Stephen recusa, mas a proposta paira como uma possibilidade implícita, cujo raio de alcance é capaz até de renovar a relação entre o casal Bloom: mesmo depois de horas com um amante vigoroso, Molly, que fora servida pelo marido no começo do dia, acaba sendo intimada a fazer o mesmo por ele no dia seguinte. Pois embora tenha havido certas demonstrações de menosprezo por Poldy (o anti-semitismo é exposto cruamente ao longo de Ulisses), entre outros motivos devido a um mal entendido com uma dica de aposta em corridas de cavalos (evocando a astúcia meio desonesta de Ulisses e o Cavalo de Tróia), embora tenha sido um dia de consumação adúltera consentida, e embora Molly inicie o célebre monólogo que fecha a narrativa depreciando as peculiaridades do marido, o fato é que Leopold Bloom deita-se na cama, ao final, no cômputo dos vestígios do dia, como um vencedor, aquele que prevaleceu, mesmo que seu heroísmo tenha sido vencer cada hora desse dia, tendo sido visto em todos os aspectos de um ser humano, até o ponto da defecação e da masturbação ou, num pólo oposto, da alucinação.

********************

Tarefas obrigatórias –
1. No trecho sobre Leopold Bloom, de que modo Bloom se deita na cama ao final?
2. Segundo o trecho sobre Leopold Bloom, que motivo houve para as demonstrações de menosprezo por Poldy, e o que esse motivo evoca? Responda em até três frases.
3. Dê continuidade ao trecho sobre Leopold Bloom a partir da última frase.

********************

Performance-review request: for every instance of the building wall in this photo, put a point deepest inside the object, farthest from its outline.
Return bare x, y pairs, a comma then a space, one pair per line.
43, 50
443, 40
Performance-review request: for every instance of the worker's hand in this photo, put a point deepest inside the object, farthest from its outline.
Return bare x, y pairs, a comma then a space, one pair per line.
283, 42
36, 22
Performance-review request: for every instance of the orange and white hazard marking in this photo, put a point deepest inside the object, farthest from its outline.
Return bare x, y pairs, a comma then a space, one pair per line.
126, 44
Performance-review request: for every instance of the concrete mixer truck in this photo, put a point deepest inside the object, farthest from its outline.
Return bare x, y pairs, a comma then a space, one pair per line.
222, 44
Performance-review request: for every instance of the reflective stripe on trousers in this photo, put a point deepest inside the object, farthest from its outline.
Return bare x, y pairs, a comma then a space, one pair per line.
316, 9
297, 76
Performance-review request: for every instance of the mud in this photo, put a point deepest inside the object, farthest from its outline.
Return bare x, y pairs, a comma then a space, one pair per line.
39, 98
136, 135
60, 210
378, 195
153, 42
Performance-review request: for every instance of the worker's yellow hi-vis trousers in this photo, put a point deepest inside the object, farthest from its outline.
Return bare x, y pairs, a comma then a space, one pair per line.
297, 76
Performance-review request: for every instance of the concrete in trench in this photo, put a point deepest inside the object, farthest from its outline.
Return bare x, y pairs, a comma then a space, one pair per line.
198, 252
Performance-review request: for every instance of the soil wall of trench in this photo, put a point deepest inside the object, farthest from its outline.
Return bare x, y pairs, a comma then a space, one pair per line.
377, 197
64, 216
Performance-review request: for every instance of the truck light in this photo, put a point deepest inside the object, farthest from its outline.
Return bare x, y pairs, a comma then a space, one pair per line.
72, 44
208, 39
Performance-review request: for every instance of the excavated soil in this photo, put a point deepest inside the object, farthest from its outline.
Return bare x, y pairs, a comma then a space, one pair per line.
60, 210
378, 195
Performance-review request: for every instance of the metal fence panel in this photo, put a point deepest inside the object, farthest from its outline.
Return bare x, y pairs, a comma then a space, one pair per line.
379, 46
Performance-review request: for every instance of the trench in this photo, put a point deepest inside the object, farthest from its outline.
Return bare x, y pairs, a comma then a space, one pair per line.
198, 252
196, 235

********************

Resultados finais –
1. Como um vencedor, aquele que prevaleceu.

2. Entre outros motivos, as demonstrações de menosprezo por Poldy se deveram a um mal-entendido com uma dica de aposta em corridas de cavalos. Esse episódio evoca a astúcia meio desonesta de Ulisses e o Cavalo de Troia.

3.
Boa parte de Ulisses não oferece problemas ao leitor mais experimentado, ainda que exija muito dele. Os monólogos interiores das personagens (Stephen na praia, Molly na cama), a cena do enterro (na qual se mostra os mortos muito presentes para os vivos, idéia que domina o conto mais famoso de Dublinenses e que fará praça no posterior e muito joyceano Ironweed, de William Kennedy), as vastas cenas do jornal e da biblioteca (esta última centrada em Shakespeare e Hamlet).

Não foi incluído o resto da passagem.